[[ PROVIDED ENTRIES, beginning ]]

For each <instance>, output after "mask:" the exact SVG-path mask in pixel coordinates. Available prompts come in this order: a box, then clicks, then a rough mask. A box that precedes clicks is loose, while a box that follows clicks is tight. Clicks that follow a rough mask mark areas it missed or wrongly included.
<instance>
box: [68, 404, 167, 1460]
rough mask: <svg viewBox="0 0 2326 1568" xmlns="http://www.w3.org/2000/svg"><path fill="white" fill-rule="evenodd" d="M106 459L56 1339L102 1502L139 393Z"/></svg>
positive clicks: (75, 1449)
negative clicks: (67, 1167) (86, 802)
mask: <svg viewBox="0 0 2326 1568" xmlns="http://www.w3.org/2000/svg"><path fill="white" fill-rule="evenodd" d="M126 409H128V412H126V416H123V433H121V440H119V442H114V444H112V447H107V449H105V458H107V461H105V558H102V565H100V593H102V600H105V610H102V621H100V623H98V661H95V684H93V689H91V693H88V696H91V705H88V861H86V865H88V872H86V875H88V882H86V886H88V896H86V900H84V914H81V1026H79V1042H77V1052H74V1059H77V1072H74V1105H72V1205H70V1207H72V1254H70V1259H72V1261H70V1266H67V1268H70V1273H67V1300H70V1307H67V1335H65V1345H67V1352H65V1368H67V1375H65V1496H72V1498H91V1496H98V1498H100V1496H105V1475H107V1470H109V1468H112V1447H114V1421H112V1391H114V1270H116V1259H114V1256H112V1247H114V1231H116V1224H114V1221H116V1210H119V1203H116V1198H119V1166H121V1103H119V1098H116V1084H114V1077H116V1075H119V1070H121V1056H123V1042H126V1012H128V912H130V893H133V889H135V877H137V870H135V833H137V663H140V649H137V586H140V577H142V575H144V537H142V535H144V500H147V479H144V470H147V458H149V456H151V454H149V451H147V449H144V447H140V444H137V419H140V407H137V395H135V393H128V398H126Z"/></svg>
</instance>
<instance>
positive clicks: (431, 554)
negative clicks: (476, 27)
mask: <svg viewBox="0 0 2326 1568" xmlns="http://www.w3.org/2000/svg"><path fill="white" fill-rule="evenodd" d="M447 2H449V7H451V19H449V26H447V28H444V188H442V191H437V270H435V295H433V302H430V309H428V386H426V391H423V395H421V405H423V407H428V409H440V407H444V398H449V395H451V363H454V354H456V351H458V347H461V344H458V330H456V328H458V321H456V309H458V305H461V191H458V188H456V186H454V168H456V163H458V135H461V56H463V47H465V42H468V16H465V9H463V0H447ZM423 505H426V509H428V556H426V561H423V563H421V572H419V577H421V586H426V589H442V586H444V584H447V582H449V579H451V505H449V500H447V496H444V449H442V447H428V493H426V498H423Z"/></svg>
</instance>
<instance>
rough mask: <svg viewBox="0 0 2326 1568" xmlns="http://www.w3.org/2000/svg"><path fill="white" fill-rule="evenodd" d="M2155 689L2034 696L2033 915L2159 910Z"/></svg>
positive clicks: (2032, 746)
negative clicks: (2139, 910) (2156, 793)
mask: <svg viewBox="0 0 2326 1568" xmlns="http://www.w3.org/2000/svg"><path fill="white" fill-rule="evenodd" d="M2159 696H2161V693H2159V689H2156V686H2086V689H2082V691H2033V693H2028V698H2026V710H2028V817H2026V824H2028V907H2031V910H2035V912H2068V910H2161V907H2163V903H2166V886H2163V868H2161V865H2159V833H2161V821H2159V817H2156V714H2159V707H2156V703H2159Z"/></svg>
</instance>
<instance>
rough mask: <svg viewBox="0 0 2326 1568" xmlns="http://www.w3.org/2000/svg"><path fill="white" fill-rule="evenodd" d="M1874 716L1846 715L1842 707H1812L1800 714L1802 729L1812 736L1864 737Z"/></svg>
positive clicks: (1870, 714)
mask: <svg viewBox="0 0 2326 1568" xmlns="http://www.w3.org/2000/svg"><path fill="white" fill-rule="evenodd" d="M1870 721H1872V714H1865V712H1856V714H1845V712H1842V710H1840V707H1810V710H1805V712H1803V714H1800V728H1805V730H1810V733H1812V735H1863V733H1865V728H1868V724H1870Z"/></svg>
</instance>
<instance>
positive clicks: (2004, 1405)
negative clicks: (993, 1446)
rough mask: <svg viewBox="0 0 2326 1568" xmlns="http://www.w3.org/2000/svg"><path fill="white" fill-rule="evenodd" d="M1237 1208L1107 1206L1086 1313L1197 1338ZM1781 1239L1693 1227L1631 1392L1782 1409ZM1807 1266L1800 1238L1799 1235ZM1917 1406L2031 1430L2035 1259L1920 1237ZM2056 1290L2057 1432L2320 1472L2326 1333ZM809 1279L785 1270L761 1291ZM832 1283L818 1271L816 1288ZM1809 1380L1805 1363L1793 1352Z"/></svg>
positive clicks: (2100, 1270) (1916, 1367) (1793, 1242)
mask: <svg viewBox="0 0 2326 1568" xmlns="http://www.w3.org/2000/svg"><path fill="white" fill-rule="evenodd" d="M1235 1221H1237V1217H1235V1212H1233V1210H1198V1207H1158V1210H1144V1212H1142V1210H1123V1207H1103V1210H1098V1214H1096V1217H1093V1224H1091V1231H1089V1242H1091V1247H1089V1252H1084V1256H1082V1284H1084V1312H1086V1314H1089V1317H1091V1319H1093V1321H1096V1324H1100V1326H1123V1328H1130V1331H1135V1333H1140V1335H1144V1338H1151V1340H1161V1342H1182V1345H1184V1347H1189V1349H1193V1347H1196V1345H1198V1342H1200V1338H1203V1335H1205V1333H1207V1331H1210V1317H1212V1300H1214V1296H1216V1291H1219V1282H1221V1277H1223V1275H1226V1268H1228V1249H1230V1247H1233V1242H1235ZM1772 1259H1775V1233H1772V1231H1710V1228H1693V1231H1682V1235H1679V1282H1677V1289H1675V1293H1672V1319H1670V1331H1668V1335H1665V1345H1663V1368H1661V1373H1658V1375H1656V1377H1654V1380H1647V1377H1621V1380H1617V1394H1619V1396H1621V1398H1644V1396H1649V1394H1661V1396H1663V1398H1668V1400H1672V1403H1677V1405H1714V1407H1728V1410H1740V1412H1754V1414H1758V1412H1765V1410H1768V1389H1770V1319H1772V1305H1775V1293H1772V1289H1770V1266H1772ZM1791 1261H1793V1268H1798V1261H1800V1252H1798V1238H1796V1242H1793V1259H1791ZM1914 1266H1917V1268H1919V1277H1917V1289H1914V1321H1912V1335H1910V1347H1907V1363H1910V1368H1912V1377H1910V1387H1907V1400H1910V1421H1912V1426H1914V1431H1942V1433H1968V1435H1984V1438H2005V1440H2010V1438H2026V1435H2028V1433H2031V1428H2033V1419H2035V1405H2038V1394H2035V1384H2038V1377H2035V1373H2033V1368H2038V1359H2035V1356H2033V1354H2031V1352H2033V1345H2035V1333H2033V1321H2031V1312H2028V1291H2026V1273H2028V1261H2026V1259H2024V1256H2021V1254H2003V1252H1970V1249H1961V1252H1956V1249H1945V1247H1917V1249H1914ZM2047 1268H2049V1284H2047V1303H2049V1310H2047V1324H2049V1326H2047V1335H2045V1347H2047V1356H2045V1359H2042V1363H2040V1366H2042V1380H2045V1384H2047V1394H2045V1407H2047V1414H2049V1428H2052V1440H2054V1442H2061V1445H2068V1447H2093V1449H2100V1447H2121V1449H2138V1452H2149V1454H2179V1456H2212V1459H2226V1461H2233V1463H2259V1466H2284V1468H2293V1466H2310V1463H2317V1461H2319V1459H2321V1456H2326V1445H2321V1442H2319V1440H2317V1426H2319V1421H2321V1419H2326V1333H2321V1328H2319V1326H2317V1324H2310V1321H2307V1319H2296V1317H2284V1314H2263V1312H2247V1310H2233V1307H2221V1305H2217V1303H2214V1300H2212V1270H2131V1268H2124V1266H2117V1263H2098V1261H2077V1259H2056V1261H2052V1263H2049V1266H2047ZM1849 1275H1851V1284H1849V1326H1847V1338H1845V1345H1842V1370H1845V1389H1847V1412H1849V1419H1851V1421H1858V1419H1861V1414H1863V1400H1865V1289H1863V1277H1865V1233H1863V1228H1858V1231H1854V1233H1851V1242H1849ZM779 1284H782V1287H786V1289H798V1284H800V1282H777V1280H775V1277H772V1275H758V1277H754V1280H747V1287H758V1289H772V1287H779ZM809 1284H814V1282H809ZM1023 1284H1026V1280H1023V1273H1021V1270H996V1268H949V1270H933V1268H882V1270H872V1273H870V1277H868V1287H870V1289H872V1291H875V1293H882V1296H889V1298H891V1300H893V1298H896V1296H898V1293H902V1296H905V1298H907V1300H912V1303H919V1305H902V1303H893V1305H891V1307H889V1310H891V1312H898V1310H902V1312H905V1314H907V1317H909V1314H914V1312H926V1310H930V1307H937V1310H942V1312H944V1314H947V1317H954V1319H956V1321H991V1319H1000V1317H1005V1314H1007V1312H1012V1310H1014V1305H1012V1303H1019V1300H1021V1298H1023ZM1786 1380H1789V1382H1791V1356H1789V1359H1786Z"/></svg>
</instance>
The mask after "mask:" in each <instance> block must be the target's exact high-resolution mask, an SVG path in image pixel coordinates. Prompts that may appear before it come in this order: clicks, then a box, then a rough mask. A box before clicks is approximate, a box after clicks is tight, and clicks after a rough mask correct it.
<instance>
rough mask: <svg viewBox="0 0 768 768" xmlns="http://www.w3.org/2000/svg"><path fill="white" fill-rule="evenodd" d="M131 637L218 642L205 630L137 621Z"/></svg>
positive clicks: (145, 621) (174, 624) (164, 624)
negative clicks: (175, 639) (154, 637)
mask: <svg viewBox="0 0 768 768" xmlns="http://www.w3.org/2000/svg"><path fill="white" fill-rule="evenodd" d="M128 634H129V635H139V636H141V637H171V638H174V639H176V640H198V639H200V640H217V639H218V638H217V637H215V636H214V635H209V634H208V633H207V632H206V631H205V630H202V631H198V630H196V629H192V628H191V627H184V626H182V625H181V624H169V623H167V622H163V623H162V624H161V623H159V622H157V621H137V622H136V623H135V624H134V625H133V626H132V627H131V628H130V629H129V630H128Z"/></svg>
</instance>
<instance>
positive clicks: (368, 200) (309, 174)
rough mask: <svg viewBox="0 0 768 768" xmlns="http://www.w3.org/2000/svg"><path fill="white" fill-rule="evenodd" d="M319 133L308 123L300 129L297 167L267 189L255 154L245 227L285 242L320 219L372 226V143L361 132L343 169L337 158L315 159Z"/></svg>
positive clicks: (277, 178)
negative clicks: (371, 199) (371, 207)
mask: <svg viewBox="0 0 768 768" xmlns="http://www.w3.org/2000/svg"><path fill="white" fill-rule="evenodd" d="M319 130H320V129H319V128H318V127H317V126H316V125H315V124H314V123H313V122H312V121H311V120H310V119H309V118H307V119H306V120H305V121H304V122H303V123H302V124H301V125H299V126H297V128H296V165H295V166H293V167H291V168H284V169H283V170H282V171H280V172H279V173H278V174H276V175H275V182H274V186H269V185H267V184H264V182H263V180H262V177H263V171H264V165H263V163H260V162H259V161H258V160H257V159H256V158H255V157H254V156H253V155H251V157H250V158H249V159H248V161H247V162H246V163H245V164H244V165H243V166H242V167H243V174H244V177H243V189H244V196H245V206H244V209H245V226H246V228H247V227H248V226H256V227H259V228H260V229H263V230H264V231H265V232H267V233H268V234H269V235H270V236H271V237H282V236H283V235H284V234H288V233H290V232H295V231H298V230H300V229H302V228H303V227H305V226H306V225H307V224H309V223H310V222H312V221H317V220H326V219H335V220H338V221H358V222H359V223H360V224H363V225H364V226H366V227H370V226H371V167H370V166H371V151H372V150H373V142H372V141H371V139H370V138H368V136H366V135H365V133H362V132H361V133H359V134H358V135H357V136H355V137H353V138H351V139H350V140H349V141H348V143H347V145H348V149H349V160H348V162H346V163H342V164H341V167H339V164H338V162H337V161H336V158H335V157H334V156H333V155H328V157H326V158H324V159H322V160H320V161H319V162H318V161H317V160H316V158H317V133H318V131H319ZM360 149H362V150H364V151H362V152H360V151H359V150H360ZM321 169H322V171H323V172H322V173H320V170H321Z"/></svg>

[[ PROVIDED ENTRIES, end ]]

▶ [ASSIGNMENT] Which lines above hold the word "tight"? Copy each of them.

▶ [THE COMPLETED TASK]
For each <instance>, output after "mask:" the exact SVG-path mask in pixel coordinates. Available prompts come in this order: a box, then clicks, then a rough mask. A box that precedes clicks is loose, while a box that follows clicks is tight. Clicks that follow a rough mask mark areas it missed or wrongly included.
The mask after "mask:" in each <instance> block must be the target's exact high-resolution mask, an SVG path in image pixel coordinates. Prompts that may appear before it come in this order: clicks, then a box, then a rough mask. A box before clicks is approximate, a box after clicks is tight, and clicks after a rough mask correct it.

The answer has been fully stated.